• Tasks to carry out
a) In the text on ATP production in cellular respiration, how many ATP molecules does glycolysis produce?
b) Carry the text on ATP production in cellular respiration forward from its last sentence.

Determine the stage that produces the most ATP

Now that we've looked at the production of ATP in each stage, we can determine which stage produces the most ATP: 1. Glycolysis: \(2\) ATP 2. Citric Acid Cycle: \(2\) ATP 3. Oxidative Phosphorylation: \(25\) ATP Oxidative phosphorylation produces the most ATP (approximately \(25\) molecules) compared to the other stages.

Conclusion

The stage of cellular respiration that produces the most ATP is oxidative phosphorylation, with approximately \(25\) ATP molecules produced per glucose molecule. This is because the electron transport chain and chemiosmosis harness the energy of the high-energy electrons carried by NADH and FADH2 from the previous stages to create a proton-motive force that drives ATP synthesis.

• Provided data
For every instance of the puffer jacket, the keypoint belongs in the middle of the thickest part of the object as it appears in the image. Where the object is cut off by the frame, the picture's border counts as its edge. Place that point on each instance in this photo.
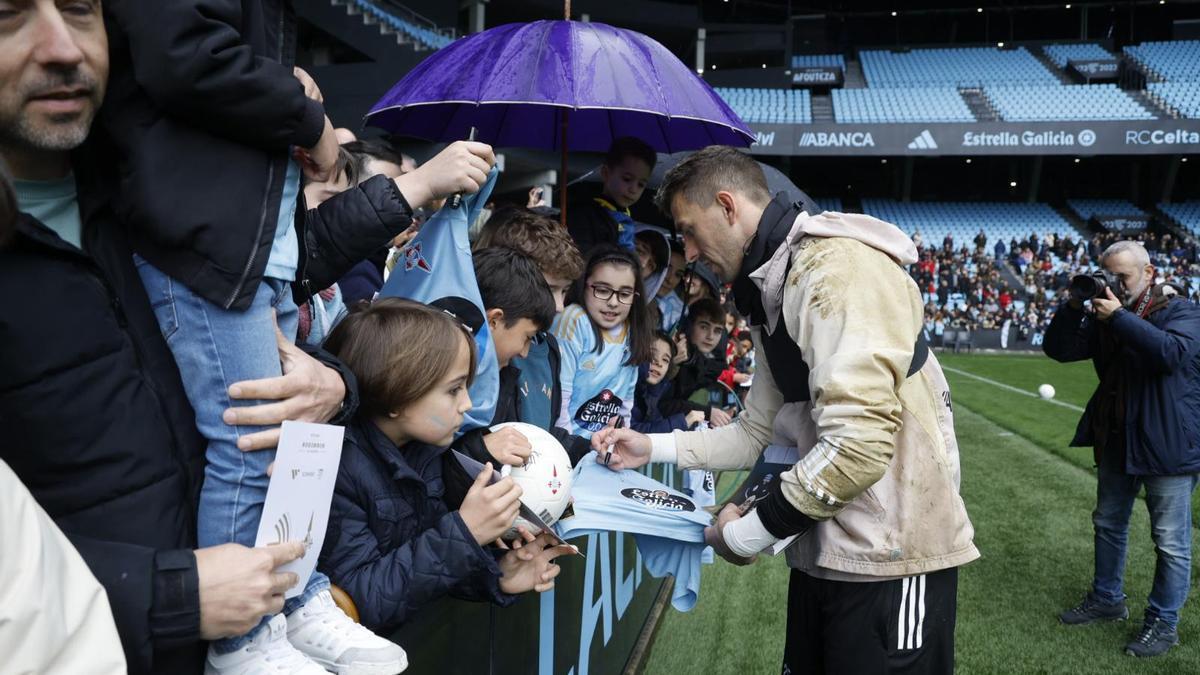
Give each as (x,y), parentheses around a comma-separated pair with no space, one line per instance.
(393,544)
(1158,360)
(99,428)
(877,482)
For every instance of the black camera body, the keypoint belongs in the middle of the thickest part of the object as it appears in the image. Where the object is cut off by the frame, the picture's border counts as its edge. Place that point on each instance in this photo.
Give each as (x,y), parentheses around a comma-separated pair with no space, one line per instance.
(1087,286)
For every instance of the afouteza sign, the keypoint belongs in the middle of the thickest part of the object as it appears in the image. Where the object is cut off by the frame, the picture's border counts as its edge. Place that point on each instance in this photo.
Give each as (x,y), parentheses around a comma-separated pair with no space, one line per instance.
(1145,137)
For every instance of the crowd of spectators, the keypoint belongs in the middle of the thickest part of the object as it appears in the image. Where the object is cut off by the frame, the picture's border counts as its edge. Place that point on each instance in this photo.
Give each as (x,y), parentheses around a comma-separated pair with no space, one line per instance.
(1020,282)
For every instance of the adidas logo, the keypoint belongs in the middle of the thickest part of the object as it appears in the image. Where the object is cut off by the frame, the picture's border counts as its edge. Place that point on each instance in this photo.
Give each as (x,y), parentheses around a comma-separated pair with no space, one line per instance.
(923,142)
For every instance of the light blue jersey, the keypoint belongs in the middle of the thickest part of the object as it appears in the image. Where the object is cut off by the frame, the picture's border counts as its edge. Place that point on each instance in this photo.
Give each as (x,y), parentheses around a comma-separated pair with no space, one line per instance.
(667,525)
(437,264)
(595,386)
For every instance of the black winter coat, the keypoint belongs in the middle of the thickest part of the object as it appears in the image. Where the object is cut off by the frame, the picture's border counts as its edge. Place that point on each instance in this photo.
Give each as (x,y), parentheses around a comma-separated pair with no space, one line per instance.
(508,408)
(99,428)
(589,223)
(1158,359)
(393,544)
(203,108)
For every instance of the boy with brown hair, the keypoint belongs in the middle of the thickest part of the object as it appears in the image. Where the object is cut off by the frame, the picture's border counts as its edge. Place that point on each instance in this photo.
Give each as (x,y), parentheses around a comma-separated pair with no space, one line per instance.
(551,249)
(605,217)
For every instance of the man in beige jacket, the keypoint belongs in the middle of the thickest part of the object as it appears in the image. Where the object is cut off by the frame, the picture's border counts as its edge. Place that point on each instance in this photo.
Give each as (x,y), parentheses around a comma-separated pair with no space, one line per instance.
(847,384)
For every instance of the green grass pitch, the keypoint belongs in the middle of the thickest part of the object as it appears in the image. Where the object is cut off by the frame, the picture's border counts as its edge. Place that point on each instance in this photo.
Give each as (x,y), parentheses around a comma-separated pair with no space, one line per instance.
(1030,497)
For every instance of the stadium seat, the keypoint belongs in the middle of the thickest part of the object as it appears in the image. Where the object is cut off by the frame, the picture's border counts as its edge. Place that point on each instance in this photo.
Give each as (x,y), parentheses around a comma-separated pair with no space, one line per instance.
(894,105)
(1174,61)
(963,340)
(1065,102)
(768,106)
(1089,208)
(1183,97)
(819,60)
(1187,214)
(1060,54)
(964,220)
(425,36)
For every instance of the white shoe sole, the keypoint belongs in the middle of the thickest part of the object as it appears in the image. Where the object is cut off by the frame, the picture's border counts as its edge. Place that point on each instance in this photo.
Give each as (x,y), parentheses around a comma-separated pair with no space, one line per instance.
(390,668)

==

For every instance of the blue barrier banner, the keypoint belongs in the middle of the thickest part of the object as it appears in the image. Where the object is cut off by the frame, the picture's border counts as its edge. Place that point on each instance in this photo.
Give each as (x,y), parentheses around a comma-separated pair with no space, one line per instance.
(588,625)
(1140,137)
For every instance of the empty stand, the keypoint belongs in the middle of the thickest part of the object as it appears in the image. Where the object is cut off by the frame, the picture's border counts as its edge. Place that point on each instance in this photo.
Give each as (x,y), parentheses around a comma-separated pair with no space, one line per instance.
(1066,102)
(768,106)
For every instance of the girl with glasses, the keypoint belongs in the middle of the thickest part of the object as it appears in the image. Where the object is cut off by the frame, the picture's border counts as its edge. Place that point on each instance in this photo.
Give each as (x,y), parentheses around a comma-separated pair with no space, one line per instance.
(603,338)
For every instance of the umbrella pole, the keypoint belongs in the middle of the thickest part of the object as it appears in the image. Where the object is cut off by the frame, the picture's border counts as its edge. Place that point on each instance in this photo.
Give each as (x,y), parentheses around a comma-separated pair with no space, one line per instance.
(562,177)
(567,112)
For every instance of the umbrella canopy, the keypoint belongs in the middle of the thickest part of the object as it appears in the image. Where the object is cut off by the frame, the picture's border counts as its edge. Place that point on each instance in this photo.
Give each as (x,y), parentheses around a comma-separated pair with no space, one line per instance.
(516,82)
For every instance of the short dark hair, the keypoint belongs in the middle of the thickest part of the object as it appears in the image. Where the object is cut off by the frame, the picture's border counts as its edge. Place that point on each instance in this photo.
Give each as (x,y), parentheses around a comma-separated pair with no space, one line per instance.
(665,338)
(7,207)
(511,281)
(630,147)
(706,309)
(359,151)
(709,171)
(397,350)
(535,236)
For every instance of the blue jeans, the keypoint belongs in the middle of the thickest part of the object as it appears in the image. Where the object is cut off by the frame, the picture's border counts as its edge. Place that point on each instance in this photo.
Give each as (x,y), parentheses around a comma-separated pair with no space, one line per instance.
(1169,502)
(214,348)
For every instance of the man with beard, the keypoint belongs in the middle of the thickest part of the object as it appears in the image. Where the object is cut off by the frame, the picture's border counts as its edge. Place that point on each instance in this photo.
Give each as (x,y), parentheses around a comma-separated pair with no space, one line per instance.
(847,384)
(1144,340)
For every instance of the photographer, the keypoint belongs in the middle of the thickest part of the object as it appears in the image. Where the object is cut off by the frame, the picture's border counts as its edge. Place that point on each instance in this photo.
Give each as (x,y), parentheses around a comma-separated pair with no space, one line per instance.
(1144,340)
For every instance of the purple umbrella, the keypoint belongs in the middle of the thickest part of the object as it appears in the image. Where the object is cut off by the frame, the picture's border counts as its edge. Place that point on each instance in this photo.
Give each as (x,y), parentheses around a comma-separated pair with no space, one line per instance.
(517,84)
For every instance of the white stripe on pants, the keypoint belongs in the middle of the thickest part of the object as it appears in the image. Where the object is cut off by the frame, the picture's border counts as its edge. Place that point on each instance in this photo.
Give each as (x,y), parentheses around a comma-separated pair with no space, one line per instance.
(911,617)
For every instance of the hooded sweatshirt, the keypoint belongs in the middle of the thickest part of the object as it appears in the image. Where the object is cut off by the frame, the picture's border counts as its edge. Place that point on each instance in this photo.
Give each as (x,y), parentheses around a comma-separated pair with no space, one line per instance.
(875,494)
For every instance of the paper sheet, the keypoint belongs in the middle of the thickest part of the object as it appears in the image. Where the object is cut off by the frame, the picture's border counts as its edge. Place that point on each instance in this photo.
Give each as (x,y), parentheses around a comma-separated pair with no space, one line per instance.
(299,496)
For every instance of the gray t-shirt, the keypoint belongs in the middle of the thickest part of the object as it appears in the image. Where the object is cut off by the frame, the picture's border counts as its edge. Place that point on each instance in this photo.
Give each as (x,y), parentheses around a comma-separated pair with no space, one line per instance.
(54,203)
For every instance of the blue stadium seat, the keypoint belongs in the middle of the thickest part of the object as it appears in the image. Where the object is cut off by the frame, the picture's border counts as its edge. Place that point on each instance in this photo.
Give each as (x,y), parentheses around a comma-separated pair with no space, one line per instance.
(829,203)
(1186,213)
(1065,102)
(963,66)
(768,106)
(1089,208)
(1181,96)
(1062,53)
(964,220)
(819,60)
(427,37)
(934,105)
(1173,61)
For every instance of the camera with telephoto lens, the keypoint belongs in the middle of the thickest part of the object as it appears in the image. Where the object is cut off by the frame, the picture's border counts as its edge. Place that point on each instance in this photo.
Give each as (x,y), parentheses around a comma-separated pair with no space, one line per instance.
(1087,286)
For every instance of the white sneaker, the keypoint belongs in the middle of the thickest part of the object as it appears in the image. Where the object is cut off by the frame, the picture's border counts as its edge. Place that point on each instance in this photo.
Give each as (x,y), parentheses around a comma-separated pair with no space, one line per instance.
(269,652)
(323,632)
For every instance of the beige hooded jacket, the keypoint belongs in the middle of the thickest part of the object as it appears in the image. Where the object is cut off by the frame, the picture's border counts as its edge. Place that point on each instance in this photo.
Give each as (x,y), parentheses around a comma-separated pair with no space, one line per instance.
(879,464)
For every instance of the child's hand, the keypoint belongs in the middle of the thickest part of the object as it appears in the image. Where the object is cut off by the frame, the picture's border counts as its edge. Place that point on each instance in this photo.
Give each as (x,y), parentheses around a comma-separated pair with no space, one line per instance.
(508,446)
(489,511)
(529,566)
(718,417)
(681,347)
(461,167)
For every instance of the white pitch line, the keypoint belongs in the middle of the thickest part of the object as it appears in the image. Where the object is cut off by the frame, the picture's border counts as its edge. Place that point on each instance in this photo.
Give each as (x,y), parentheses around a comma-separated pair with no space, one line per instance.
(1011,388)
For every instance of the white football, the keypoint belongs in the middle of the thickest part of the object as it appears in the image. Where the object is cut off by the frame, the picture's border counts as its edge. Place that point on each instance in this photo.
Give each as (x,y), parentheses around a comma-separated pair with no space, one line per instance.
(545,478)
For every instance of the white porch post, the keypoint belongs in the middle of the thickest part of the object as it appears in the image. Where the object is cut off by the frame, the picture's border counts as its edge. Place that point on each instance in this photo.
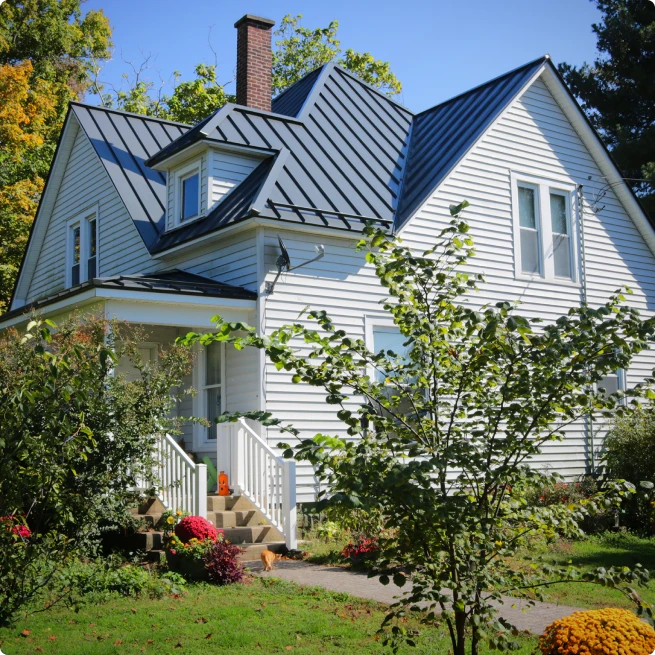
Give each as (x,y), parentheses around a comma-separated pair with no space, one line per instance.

...

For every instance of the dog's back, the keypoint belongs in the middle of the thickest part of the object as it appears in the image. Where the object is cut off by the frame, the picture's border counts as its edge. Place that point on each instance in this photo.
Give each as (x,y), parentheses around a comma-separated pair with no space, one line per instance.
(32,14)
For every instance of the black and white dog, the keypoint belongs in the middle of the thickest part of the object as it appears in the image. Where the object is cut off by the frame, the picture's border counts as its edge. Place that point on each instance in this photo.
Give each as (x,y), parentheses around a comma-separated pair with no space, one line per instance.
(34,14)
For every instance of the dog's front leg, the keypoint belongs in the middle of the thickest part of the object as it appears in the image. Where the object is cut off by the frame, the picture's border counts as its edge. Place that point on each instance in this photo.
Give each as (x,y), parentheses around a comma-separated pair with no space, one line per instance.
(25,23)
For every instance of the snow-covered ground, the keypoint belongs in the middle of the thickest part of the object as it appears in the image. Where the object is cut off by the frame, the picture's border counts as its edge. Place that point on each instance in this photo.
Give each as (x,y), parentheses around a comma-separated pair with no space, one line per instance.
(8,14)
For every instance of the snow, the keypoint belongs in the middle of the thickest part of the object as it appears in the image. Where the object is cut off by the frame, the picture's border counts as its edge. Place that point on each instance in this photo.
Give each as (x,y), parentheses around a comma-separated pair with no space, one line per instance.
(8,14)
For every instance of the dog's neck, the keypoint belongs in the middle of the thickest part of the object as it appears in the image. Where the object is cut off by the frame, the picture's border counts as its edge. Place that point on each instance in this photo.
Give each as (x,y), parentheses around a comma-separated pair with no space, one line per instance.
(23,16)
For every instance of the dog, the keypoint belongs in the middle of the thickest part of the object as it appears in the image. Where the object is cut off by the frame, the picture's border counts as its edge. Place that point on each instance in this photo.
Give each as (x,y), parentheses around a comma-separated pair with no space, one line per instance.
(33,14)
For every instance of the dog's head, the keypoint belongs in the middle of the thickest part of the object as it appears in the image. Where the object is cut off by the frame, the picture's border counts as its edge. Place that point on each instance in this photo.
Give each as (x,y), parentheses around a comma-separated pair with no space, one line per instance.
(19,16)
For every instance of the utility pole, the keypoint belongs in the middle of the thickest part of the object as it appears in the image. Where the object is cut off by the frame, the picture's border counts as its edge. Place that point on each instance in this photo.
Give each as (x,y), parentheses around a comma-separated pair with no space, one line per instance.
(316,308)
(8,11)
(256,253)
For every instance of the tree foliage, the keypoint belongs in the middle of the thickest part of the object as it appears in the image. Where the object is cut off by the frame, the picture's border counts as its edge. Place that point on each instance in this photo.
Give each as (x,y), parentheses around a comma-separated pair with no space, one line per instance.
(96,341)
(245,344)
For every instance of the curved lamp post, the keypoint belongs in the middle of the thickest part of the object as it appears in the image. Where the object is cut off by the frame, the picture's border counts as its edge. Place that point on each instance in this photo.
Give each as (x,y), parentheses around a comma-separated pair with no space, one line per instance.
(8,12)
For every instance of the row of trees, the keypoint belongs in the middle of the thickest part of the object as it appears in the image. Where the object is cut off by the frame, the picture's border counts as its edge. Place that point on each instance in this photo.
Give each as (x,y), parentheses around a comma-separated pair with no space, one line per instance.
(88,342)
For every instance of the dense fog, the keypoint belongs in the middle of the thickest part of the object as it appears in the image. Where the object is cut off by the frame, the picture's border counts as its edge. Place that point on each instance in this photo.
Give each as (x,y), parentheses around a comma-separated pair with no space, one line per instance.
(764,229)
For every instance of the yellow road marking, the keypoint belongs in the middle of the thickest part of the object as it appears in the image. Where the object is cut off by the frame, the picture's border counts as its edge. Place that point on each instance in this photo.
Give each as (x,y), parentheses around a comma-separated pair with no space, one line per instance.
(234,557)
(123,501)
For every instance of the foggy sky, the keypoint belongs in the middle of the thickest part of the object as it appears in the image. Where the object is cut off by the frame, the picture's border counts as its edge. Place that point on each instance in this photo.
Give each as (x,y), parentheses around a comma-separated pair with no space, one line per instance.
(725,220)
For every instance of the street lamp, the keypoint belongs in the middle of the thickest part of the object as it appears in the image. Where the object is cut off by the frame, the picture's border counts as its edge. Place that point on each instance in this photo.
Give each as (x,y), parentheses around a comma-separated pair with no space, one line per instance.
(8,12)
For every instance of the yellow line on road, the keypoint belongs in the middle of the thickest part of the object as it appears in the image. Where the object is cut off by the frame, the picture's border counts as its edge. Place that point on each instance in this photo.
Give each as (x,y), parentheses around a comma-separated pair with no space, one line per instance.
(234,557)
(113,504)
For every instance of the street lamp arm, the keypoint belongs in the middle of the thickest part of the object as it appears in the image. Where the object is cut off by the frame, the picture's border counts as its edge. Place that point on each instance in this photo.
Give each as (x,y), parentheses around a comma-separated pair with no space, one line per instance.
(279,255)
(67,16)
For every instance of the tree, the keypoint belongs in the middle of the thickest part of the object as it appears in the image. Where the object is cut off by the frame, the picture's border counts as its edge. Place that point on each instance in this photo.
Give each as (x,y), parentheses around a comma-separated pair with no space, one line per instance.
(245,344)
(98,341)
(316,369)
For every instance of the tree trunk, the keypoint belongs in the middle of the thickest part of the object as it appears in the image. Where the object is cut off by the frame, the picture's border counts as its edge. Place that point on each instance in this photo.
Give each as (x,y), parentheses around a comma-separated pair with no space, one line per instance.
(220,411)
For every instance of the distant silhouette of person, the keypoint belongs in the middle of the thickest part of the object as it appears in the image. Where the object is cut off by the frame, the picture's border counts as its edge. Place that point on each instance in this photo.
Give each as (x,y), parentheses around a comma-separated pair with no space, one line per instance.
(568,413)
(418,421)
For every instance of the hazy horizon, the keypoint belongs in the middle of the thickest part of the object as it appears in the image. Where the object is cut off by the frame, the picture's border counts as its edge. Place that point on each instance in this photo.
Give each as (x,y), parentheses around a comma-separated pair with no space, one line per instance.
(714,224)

• Responses
a) 2 ATP

b)
Key concepts

Glycolysis

Glycolysis is the initial pathway of cellular respiration and occurs in the cytoplasm of the cell. It doesn’t require oxygen, making it an anaerobic process. The primary role of glycolysis is to break down glucose, a 6-carbon sugar, into two molecules of pyruvate, each with three carbons. This process involves a series of ten enzyme-catalyzed reactions, which can be categorized into two main phases:

• The energy-investment phase, where the cell uses 2 ATP molecules to modify glucose into a more reactive form.
• The energy-payoff phase, where energy is harvested as ATP and NADH. Specifically, 4 ATP molecules are produced, resulting in a net gain of 2 ATP molecules, since 2 ATP were used up initially.

Glycolysis also generates 2 NADH molecules by transferring electrons from glucose to NAD⁺, which will later play a crucial role in oxidative phosphorylation.
While its ATP yield is modest, glycolysis is vital as it initiates the breakdown of glucose and provides intermediates for other metabolic pathways.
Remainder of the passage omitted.